Andai io a prendere Tommasino. I bambini erano vestiti di stracci e dentro un fazzoletto a grandi quadri bianchi e blu, altri stracci per il cambio. Portai a casa Tommasino, pensavo che fosse stanco, che avesse fame; ma non volle né mangiare né riposare. La DC e le parrocchie, soprattutto nel mezzogiorno, avevano condotto una campagna furibonda di intimidazione verso le famiglie e i bambini. Gli avevano detto che poiché sarebbero stati ospitati in famiglie di Comunisti, sarebbero stati avvelenati. I bambini erano terrorizzati. Tommasino cominciò a mangiare quando io iniziai a mangiare prelevando la minestra dal suo stesso piatto. A me si affezionò moltissimo.
Anche chi non aveva ospitato un bambino contribuì in vario modo ad assisterli. Gli furono regalati vestiti, biancheria, giocattoli, inviti a pranzo ecc. Fu una gara di solidarietà senza precedenti. Alcuni bambini rimarranno nelle famiglie che li avevano ospitati sono stati cresciuti come figli, oggi hanno la loro famiglia, abitano in questa Provincia.
Fu fissata la data della partenza verso la fine del mese di Ottobre del 1950, ci ritrovammo tutti ai pulman, erano venute anche tante famiglie che i bambini non avevano ospitato. Il distacco fu drammatico. Li avevano tenuti 14-15 mesi. I bambini che erano arrivati non si riconoscevano, erano tutti belli, puliti, nutriti. In quel momento, forse, ci accorgemmo quanto gli volevamo bene. La compagna Sugarelli Giuseppina volle andare a San Severo di Foggia ad accompagnare la sua “bambina” che nel frattempo aveva cominciato a parlare: la chiamava “mamma”.

Alla casa del popolo [di Buonconvento] dove spesso i bambini si ritrovavano sentimmo un vuoto terribile. A questa stupenda gara di solidarietà non parteciparono solo le famiglie Comuniste, ma tante altre di altro orientamento politico.

** Istruzioni **
Riporta il testo sul ritorno dei bambini da "Fu fissata la" fino a "altro orientamento politico." compreso, rinominando "pulman" in "autobus". Le righe che seguono non servono.

** Righe archiviate **

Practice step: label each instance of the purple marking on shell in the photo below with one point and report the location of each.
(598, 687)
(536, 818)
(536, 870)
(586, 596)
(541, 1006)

** Soluzione **
Fu fissata la data della partenza verso la fine del mese di Ottobre del 1950, ci ritrovammo tutti ai autobus, erano venute anche tante famiglie che i bambini non avevano ospitato. Il distacco fu drammatico. Li avevano tenuti 14-15 mesi. I bambini che erano arrivati non si riconoscevano, erano tutti belli, puliti, nutriti. In quel momento, forse, ci accorgemmo quanto gli volevamo bene. La compagna Sugarelli Giuseppina volle andare a San Severo di Foggia ad accompagnare la sua “bambina” che nel frattempo aveva cominciato a parlare: la chiamava “mamma”.

Alla casa del popolo [di Buonconvento] dove spesso i bambini si ritrovavano sentimmo un vuoto terribile. A questa stupenda gara di solidarietà non parteciparono solo le famiglie Comuniste, ma tante altre di altro orientamento politico.